● **Action item**:
Among the records below, count the lines where "blouse" occurs, and report that total alone.

● **Material supplied**:
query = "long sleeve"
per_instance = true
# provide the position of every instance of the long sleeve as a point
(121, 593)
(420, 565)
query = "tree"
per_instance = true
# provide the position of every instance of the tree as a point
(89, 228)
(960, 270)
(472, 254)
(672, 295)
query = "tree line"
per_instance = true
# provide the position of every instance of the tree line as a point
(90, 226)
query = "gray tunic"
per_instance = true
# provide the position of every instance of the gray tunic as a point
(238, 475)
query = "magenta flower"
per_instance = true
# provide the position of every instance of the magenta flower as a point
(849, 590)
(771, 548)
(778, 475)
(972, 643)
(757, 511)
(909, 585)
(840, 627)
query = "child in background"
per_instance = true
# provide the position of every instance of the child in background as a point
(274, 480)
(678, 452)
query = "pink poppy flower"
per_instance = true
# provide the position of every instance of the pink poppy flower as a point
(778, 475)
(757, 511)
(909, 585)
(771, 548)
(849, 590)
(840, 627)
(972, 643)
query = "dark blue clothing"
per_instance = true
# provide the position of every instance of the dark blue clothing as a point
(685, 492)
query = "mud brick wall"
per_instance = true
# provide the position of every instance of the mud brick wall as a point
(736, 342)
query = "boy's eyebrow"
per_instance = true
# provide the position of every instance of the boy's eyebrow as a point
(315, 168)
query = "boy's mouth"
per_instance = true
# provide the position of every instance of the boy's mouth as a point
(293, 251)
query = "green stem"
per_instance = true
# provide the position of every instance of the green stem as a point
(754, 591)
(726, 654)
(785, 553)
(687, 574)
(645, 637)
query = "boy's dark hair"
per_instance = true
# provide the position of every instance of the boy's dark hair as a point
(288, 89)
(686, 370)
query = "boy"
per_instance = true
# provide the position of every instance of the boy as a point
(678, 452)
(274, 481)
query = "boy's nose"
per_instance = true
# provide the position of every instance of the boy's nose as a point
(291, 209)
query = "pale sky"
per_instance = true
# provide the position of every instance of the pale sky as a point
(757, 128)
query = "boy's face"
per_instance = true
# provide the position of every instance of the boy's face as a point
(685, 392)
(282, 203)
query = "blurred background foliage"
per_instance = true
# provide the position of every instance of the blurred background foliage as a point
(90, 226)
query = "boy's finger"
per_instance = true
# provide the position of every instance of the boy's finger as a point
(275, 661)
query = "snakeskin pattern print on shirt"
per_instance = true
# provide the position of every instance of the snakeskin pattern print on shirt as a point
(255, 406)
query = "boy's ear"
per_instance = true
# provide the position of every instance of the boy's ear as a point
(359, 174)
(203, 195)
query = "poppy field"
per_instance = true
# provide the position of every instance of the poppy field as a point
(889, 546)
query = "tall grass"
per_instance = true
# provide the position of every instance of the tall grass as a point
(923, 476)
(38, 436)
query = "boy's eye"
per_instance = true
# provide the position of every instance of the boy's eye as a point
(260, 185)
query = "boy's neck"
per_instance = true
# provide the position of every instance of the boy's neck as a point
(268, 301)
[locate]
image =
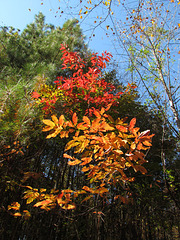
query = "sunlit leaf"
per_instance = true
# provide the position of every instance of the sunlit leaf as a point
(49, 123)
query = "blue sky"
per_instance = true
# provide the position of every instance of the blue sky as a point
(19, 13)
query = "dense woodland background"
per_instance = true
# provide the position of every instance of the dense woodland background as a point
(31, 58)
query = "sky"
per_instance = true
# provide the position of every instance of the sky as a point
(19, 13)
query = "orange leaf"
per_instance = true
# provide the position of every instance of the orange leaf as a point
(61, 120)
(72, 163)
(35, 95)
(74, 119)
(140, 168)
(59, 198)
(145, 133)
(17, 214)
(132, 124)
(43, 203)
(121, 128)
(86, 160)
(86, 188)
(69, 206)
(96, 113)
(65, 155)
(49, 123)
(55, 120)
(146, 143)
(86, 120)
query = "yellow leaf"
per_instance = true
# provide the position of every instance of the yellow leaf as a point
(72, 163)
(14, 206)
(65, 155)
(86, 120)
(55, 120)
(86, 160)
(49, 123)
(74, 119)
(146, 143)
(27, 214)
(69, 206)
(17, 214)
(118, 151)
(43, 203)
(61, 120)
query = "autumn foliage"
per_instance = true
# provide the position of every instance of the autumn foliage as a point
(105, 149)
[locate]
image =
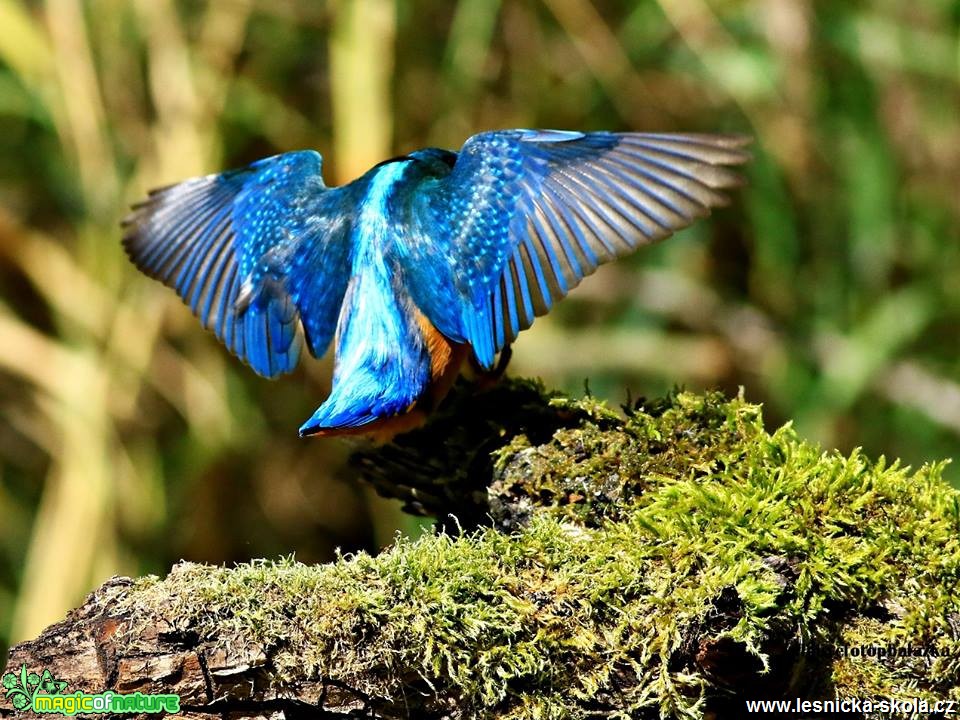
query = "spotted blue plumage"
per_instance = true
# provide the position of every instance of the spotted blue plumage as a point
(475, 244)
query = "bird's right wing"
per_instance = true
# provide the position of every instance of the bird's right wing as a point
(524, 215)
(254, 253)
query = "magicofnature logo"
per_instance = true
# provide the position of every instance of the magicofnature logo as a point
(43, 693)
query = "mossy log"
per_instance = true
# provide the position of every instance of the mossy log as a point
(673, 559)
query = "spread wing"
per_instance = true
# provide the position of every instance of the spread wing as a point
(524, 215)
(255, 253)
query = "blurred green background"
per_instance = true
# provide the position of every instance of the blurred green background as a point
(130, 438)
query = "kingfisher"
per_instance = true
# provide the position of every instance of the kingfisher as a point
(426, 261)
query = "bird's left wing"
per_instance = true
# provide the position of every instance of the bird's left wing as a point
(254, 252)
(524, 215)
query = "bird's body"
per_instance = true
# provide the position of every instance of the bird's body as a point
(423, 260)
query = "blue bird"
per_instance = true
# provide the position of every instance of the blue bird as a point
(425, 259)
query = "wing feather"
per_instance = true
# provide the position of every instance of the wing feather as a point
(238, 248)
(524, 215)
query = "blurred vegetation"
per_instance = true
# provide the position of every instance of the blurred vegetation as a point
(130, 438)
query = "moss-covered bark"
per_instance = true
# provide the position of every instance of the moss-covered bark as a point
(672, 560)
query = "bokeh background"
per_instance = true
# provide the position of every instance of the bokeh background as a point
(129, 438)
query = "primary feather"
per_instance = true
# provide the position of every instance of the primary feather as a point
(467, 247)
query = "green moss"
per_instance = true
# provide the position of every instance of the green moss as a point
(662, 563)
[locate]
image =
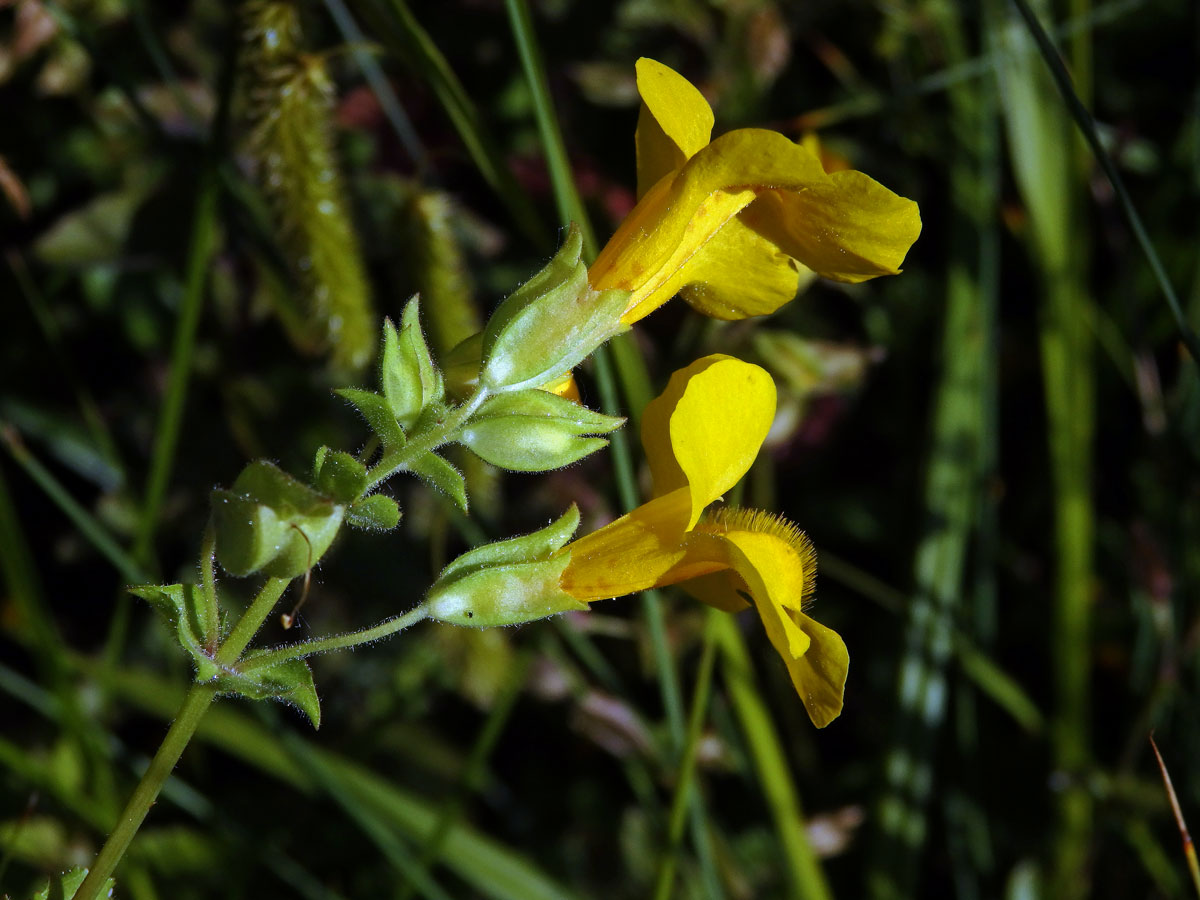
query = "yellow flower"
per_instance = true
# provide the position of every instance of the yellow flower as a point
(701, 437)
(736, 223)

==

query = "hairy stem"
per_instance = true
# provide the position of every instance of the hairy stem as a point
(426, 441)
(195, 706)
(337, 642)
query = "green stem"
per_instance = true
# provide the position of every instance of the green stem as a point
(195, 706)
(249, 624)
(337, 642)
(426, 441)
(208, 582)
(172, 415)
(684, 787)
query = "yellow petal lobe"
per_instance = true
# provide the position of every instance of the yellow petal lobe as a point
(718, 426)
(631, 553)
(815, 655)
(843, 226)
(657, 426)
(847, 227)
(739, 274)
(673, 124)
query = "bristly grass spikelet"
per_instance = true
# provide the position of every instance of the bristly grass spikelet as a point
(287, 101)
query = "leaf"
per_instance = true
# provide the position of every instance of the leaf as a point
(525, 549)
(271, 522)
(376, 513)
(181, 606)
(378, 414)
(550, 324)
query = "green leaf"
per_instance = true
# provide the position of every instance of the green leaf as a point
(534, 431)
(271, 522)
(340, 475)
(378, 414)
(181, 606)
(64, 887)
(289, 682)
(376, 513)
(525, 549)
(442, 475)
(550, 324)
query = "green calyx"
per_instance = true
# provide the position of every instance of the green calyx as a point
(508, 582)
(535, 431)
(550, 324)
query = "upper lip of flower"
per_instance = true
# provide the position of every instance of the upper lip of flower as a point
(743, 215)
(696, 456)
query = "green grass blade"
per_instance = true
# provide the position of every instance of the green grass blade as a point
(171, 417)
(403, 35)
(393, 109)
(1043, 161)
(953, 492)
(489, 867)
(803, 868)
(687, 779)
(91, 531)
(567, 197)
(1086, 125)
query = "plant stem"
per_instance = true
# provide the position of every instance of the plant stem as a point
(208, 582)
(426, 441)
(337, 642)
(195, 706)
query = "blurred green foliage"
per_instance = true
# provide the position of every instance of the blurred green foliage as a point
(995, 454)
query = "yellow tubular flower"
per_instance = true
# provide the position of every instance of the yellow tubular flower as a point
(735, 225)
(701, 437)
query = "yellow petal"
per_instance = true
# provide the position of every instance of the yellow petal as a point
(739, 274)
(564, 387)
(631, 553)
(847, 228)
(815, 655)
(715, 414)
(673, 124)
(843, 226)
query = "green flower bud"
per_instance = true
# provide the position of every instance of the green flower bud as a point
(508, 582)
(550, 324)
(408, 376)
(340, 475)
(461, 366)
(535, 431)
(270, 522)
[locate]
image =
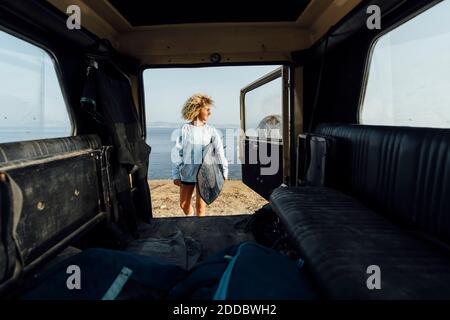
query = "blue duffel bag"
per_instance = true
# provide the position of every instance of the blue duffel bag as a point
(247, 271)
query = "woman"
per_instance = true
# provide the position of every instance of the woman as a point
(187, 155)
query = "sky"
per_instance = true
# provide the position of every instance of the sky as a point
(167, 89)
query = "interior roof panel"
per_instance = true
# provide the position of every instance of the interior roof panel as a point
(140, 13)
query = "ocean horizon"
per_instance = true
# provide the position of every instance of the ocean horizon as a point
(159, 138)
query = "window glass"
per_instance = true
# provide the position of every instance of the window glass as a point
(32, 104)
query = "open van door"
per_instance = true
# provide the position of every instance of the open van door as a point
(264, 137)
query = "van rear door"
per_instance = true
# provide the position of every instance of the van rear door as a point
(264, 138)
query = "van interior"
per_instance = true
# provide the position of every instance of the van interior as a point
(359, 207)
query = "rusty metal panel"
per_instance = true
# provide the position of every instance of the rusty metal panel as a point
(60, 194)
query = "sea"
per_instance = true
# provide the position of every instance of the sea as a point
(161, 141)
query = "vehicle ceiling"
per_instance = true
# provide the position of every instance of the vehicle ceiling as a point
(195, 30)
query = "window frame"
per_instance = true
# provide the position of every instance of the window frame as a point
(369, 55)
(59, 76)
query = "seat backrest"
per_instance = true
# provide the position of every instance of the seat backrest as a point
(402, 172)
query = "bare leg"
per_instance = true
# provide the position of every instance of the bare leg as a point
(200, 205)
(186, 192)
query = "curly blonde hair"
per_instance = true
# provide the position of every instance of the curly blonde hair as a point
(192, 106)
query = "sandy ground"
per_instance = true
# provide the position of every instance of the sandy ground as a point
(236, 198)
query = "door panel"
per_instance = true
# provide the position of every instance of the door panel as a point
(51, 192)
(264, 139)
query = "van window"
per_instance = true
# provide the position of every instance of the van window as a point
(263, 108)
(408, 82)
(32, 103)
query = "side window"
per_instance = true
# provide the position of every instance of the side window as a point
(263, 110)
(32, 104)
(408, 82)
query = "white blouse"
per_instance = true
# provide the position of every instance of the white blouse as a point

● **Output of the task**:
2